[Questions]
1. Copy word for word the stretch of the article about the OB-GYN boyfriend from "Because of the" through "happy about it.".
2. In the article about the OB-GYN boyfriend, what did the woman do right after telling her friend she was going to stop the conversation?

[Provided text]

-- Opening Marker --

Woman’s Friend Asks If Her OB-GYN Boyfriend Is Judging Her Vagina: ‘Do You Get Jealous?’

We all find jobs that call to us in one way or another. It's really easy to look at someone else's profession and find yourself thinking, "I couldn't do that."

One woman took to Reddit after her friend expressed some feelings about the original poster's boyfriend. OP explains that throughout her relationship, which has been going on for about two years, her boyfriend has been studying to become an OB-GYN.

Because of the health crisis, they were just starting to socialize as a couple despite how long they've been together. A friend of hers decided to share some thoughts about OP's partner becoming an OB-GYN, and OP wasn't too happy about it.

OP explains that she and her boyfriend are in it for the long haul.

"I (30F) have been dating my bf (31M) for about two years. In that time, he finished his OBGYN residency training and began working at a private practice," OP explained.

"We have a very happy relationship with great communication and we're heading towards engagement."

OP and her boyfriend are getting back to socializing for the first time as a couple.

"I recently caught up with a college friend (29F) who I hadn't talked with in a while. I'm not on social media a lot so people who I haven't kept up with often don't realize I'm with my bf, especially because we started dating right before the pandemic and haven't traveled together for weddings or anything," she continued.

OP was excited to tell her friend all about her new love.

Telling her friend about her boyfriend's profession didn't go as planned.

"When I told my friend that my bf was an OBGYN, she said, 'omg are you serious? He looks at vaginas all day? Doesn’t that make you insecure that he does that for a living?'"

OP asked what she meant and didn't love the answer.

OP asked what her friend meant, and her answer was less than mature:

"She said, 'do you ever wonder if he's judging yours? Or do you get jealous that he looks at other people's vaginas constantly?'"

OP felt her man was disrespected.

"I was super angry when I heard this," OP leveled.

"For one, that makes him sound pervy and unprofessional. He does look at vaginas FOR MEDICAL REASONS and is always completely professional with his patients."

She also didn't like the assumptions that were made about her relationship.

"Second, I really resented the implication that our relationship is lacking or that I have a reason to be insecure about his faithfulness to me," she continued.

"Third, I think this reasoning is sexist and no one would ask that if I was dating a female OBGYN."

The friend wasn't expecting OP to be offended.

"I responded, 'That's actually really messed up that you said that. It makes me angry and I'm going to stop this conversation now,'" OP shared.

"And then I hung up the phone. She hasn't reached out to apologize. I'm now wondering if I overreacted. I feel bad."

Anyone who was ever in the medical field supported OP.

"RN here, I've seen and touched a lot of naked people and their genitals, not only is it NEVER sexual but some healthcare workers have a negatively affected sex lives because of it," one commenter noted. "It's literally part of the job."

Some commenters wondered how OP's friend handled her own health with these thoughts.

"Oh wow, your 'friend' is actually sexualizing a medical act that had nothing sexual. This is so messed up," one commenter wrote. "I bet she never birthed a child, right? I hope she grows up if she plans to do that, or else she's in for a LOT of uncomfortable situations."

A few people did argue OP's friend probably didn't mean to offend her.

Though OP took it personally, a few people argued that her friend may have been so curious she didn't realize how her comments sounded.

"I think her question was out of curiosity more than anything, I don’t think she meant to offend you," a commenter wrote. "I actually think a lot of people would think that but probably not ask that, she just put her foot in her mouth that's all. She should apologize, and I don't think you’re wrong for being offended either."

-- Closing Marker --

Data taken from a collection

-- Opening Marker --

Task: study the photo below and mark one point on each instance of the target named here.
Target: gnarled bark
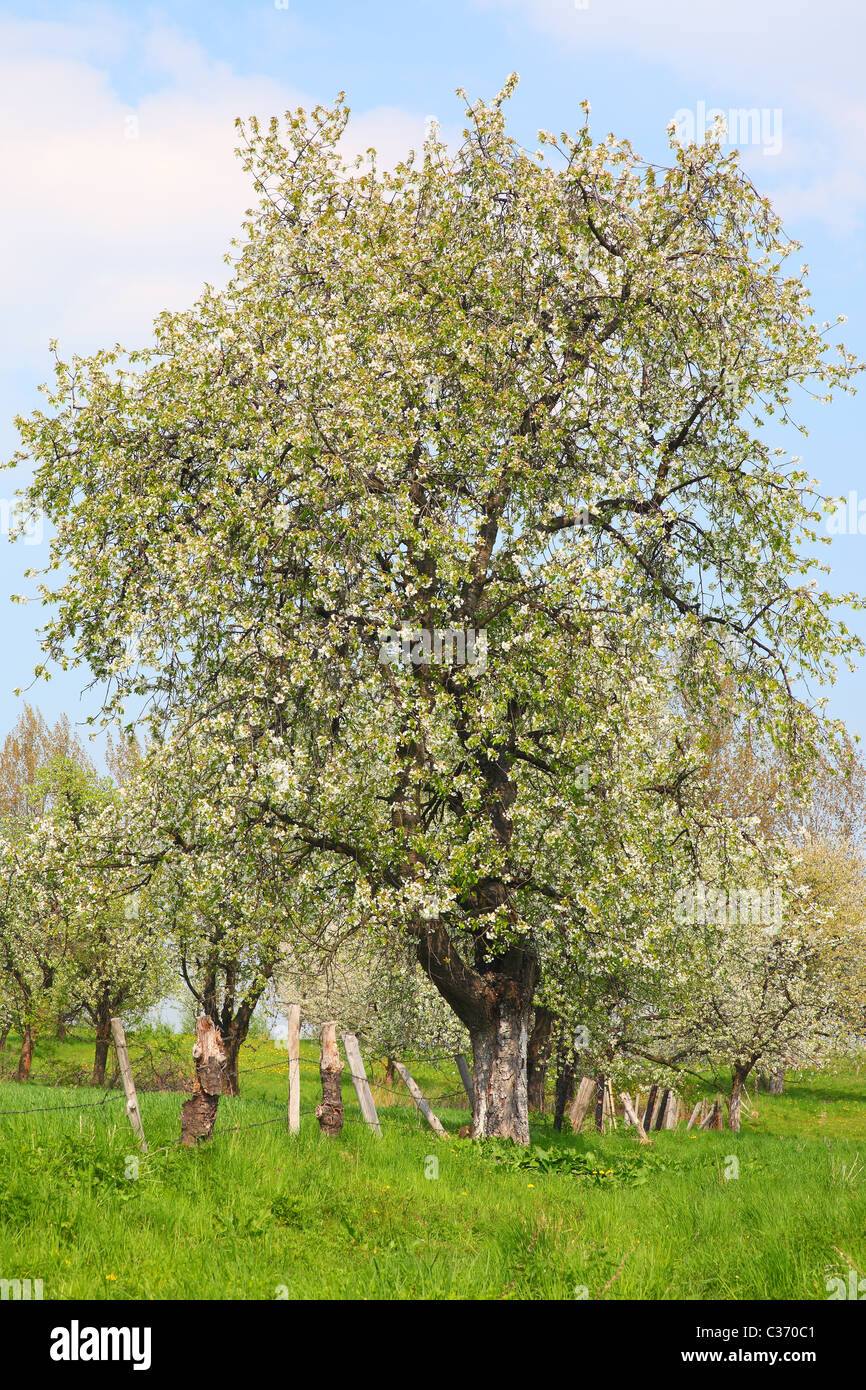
(199, 1112)
(330, 1114)
(495, 1004)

-- Closing Marker --

[Exercise solutions]
1.
Because of the health crisis, they were just starting to socialize as a couple despite how long they've been together. A friend of hers decided to share some thoughts about OP's partner becoming an OB-GYN, and OP wasn't too happy about it.

2. She hung up the phone.